Exercise instructions:
#1 In the post about calling a radio station, which song and artist did the caller ask to hear?
#2 Write out the part of the radio-station post starting with "I, of course" and going on through "my ass off!".

** Start of Excerpt to read **

Tuesday, November 22, 2005

Tainted Love

The other night, while I was in traffic I called in to this local pop radio station...it was 80's night. The guy answered and I'm like "will you play a song for me ppppplease I wanna hear Tainted Love, by Soft Cell! pppplease!" he goes "ohhh you're a beggar"
I, of course laugh he goes on..."you know beggars are a tease" I said, "I know...

I went on to tell him a cop car is up ahead on the side of the road watching the traffic, he tells me to blow kisses at the cop, I said "Maybe I should flash him!" he said, "DO it! then rub against the window! I say "ok, hold on"

I set the phone to the side, just as I slowly pull up beside the cop car, I raise my shirt and flash the cop! The cop does the good ole double take...slightly shocked at what He's just seen. By this time, I'm laughing my ass off!

** End of Excerpt to read **
** Start of Data rows **

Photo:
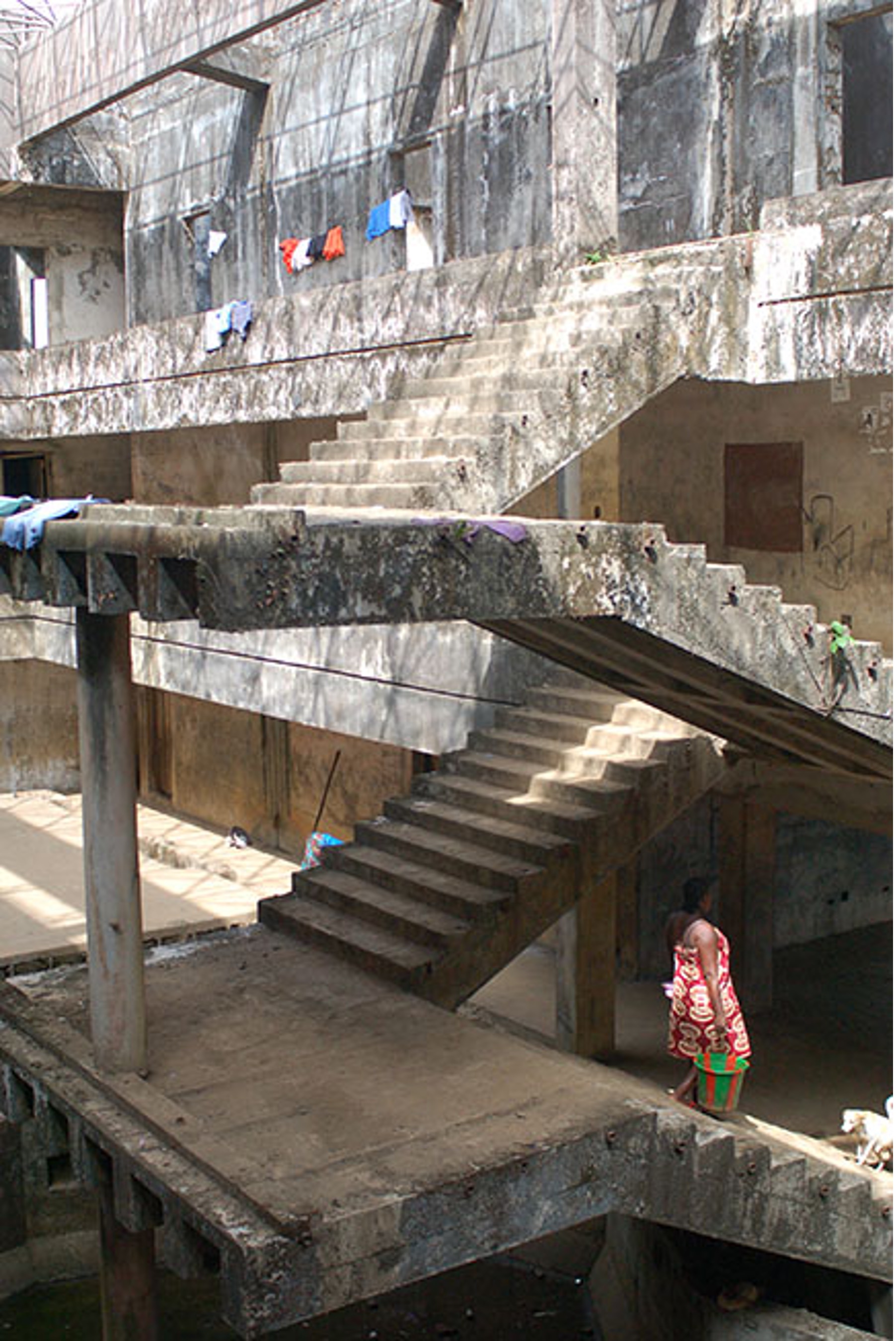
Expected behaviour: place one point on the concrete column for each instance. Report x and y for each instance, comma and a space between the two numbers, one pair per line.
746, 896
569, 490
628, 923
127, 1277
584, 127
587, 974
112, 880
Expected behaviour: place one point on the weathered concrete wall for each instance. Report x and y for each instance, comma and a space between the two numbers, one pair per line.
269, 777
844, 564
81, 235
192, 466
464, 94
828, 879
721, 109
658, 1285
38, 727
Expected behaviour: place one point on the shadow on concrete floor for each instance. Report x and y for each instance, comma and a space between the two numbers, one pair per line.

** End of Data rows **

Solutions in order:
#1 "Tainted Love" by Soft Cell.

#2
I, of course laugh he goes on..."you know beggars are a tease" I said, "I know...

I went on to tell him a cop car is up ahead on the side of the road watching the traffic, he tells me to blow kisses at the cop, I said "Maybe I should flash him!" he said, "DO it! then rub against the window! I say "ok, hold on"

I set the phone to the side, just as I slowly pull up beside the cop car, I raise my shirt and flash the cop! The cop does the good ole double take...slightly shocked at what He's just seen. By this time, I'm laughing my ass off!